Point-per-instance localization data =>

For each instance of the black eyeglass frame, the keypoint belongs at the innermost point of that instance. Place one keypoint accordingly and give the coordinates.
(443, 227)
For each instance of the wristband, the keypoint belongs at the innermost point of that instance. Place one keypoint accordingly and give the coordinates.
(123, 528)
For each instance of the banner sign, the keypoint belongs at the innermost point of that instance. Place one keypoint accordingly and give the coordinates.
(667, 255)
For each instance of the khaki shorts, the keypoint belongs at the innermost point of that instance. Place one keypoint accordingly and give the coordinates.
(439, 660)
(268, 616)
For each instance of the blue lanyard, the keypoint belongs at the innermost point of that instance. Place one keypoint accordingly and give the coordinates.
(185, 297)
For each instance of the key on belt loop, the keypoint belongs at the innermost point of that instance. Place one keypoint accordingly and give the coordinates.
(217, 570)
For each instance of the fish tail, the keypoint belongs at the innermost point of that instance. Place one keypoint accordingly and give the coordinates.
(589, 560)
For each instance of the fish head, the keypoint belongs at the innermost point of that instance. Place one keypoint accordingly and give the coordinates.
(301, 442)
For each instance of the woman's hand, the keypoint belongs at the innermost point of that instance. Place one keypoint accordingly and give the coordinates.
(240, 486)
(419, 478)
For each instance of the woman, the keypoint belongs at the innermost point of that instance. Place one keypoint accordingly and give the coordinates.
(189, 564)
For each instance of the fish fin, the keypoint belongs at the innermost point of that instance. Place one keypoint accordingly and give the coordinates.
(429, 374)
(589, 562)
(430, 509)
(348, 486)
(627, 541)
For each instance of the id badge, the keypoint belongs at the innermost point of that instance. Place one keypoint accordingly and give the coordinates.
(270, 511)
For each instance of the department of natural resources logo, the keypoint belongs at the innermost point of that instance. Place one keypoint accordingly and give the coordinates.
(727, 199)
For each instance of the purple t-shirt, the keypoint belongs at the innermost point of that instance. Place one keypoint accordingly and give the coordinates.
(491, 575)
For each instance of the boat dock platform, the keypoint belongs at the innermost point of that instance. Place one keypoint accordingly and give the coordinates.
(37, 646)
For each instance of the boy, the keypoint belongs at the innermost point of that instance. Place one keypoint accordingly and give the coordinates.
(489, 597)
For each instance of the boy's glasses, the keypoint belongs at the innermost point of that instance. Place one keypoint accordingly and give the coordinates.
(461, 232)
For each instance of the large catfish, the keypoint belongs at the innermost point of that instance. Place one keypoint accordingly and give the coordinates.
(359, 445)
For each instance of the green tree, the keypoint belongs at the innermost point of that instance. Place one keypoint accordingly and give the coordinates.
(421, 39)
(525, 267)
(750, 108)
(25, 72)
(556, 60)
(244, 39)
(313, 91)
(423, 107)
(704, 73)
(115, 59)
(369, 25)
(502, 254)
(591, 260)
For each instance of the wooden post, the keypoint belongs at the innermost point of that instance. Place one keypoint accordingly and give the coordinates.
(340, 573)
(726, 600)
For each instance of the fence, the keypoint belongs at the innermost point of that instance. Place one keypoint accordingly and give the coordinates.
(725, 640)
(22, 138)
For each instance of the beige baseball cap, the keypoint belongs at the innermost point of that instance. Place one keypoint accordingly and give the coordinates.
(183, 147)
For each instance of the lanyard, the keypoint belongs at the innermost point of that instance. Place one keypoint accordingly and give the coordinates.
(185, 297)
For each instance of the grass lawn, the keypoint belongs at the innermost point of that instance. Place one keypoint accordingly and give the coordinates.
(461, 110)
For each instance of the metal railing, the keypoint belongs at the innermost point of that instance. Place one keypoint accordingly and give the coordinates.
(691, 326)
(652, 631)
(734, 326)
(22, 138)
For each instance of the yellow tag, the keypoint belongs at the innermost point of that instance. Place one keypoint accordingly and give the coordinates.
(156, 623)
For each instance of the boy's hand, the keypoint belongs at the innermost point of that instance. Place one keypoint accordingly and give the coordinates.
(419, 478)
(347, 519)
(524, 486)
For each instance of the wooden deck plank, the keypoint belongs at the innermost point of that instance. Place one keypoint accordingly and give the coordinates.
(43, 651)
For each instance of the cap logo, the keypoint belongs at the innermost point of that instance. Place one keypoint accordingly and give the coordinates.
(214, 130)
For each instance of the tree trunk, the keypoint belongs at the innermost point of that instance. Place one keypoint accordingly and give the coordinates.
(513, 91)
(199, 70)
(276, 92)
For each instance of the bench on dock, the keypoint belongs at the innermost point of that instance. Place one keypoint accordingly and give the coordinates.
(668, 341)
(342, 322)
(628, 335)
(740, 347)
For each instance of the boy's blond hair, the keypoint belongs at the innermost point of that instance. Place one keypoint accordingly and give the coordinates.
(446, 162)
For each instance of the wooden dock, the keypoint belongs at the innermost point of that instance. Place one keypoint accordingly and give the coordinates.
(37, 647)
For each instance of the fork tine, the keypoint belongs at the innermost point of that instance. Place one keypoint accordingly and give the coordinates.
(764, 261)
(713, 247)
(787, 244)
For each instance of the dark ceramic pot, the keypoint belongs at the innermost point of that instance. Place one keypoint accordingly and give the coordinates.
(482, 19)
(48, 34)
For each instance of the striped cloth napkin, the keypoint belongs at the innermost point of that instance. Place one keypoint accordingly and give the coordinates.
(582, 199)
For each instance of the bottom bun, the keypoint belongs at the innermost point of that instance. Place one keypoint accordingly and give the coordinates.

ACTION ITEM =>
From top to bottom, repeat the data above without alteration.

FINISHED TASK =>
For each instance of the black eyeglass frame, the keypoint belongs at the innermost point of that instance. Place one keypoint accordingly and give the coordinates.
(443, 227)
For each instance of the wristband, the keypoint belongs at the innermost point of that instance. Place one keypoint accordingly and give the coordinates.
(123, 528)
For each instance of the banner sign, the keypoint belongs at the innermost point of that instance. Place one keypoint accordingly and give the coordinates.
(667, 255)
For each instance of the khaki shorts, the keypoint belongs at the innermost point of that instance. Place one keypoint accordingly and give the coordinates.
(439, 660)
(268, 616)
For each instance of the blue lanyard, the keypoint belongs at the innermost point of that instance. Place one keypoint accordingly and give the coordinates.
(185, 297)
For each instance of the key on belt loop, the keypoint belongs at the innermost point of that instance. Place one keypoint accordingly and give the coordinates.
(217, 570)
For each instance of the fish tail, the keypoint belongs at the innermost point of that instance. Place one keypoint accordingly and give the coordinates.
(589, 560)
For each instance of the fish head, the keypoint belongs at the innermost point of that instance. Place one keypoint accordingly and give the coordinates.
(301, 442)
For each instance of the woman's hand, the keypoint belongs at the innermost point of that instance. Place one keypoint accordingly and give the coordinates.
(240, 486)
(419, 478)
For each instance of the woman, the keypoint belongs at the innermost point of that instance. Place one keypoint accordingly and give the coordinates.
(189, 564)
For each instance of the fish fin, the keypoint belongs at the innermost point of that instance. Place one keypoint accordingly and give the coordinates.
(429, 374)
(589, 562)
(430, 509)
(348, 486)
(627, 541)
For each instance of the id badge, the keypoint belongs at the innermost point of that instance. Place one keypoint accordingly and give the coordinates.
(270, 511)
For each instance of the department of natural resources logo, the keypoint belongs at the innermost point of that instance. Place one keypoint accordingly and give the coordinates.
(727, 199)
For each instance of the purple t-shirt, the keypoint belongs at the innermost point of that instance. Place one keypoint accordingly and give the coordinates.
(491, 575)
For each instance of the boat dock platform, the keypoint belongs at the innermost point of that instance. Place one keypoint accordingly and give the coordinates.
(37, 646)
For each instance of the boy, the keypoint belongs at the innermost point of that instance. Place one keypoint accordingly and give the coordinates.
(489, 597)
For each instance of the boy's glasses, the keypoint belongs at the innermost point of that instance. Place one keypoint accordingly and give the coordinates.
(461, 232)
For each instance of the large catfish, the keypoint belongs at the innermost point of that instance. Place one keypoint accordingly and give the coordinates.
(359, 445)
For each instance of the green tree, the keypoint belongs at the innermost point of that instance. Place one keypoint accordingly and give the coordinates.
(421, 39)
(525, 267)
(750, 108)
(25, 72)
(556, 60)
(244, 39)
(313, 91)
(423, 107)
(704, 73)
(115, 59)
(369, 25)
(502, 254)
(591, 260)
For each instance of the wooden post, the keypoint belongs at the innermost point of that instance. Place one keypoint accordingly and give the coordinates.
(340, 573)
(726, 600)
For each instance of the fence, the keypoint belongs at the innermost point of that instance. Place one keypoint accordingly and give the coordinates.
(725, 640)
(22, 138)
For each instance of the beige baseball cap, the keypoint belongs at the innermost point of that instance. Place one keypoint accordingly and give the coordinates.
(183, 147)
For each instance of the lanyard, the keypoint belongs at the innermost point of that instance. Place one keypoint accordingly and give the coordinates.
(185, 297)
For each instance of the grass lawn, the keypoint belongs at the innermost point of that instance. Place one keypoint accordingly and give the coordinates.
(461, 110)
For each instance of the metal railing, the keypoint belongs at the innermost point of that instance. Place one keypoint accordingly and give the coordinates.
(691, 326)
(652, 631)
(734, 326)
(22, 138)
For each instance of the yellow tag, the keypoint belongs at the innermost point of that instance. Place one keypoint accordingly and give the coordinates.
(156, 623)
For each instance of the boy's hand, the keypoint belongs at the innermost point of that instance. Place one keypoint accordingly and give the coordinates.
(419, 478)
(347, 519)
(524, 486)
For each instance of the wooden deck plank, the keypoint belongs at the innermost point of that instance. Place one keypoint accordingly and give the coordinates.
(43, 651)
For each instance of the cap logo, the keypoint belongs at the innermost point of that instance. Place one keypoint accordingly and give the coordinates.
(214, 130)
For each instance of the tree trunk, the keypoint belongs at the innermost point of that instance. Place one keypoint accordingly and give the coordinates.
(513, 91)
(199, 70)
(276, 92)
For each instance of the bench on dock, the keypoint belongs at the innermost point of that instance. Place one keypoint accordingly and give the coordinates.
(668, 341)
(342, 322)
(628, 335)
(740, 347)
For each instance of the boy's blond hair, the keypoint belongs at the innermost point of that instance. Place one keypoint accordingly and give the coordinates.
(446, 162)
For each instance of the wooden dock, the keypoint belongs at the innermost point of that instance. Place one keypoint accordingly and give the coordinates.
(37, 647)
For each instance of the fork tine, the keypoint belongs at the innermost point of that instance. Place one keypoint accordingly and give the coordinates.
(764, 261)
(713, 247)
(787, 244)
For each instance of the dark ceramic pot, the keypoint belongs at the innermost point of that instance. Place one keypoint accordingly and give the coordinates.
(482, 19)
(48, 34)
For each instance of the striped cloth napkin, the keypoint belongs at the innermost point of that instance. Place one keypoint accordingly and give the coordinates.
(582, 199)
For each instance of the bottom bun, the keypoint belongs at the innermost point of that instance. Place one keypoint accordingly and give the coordinates.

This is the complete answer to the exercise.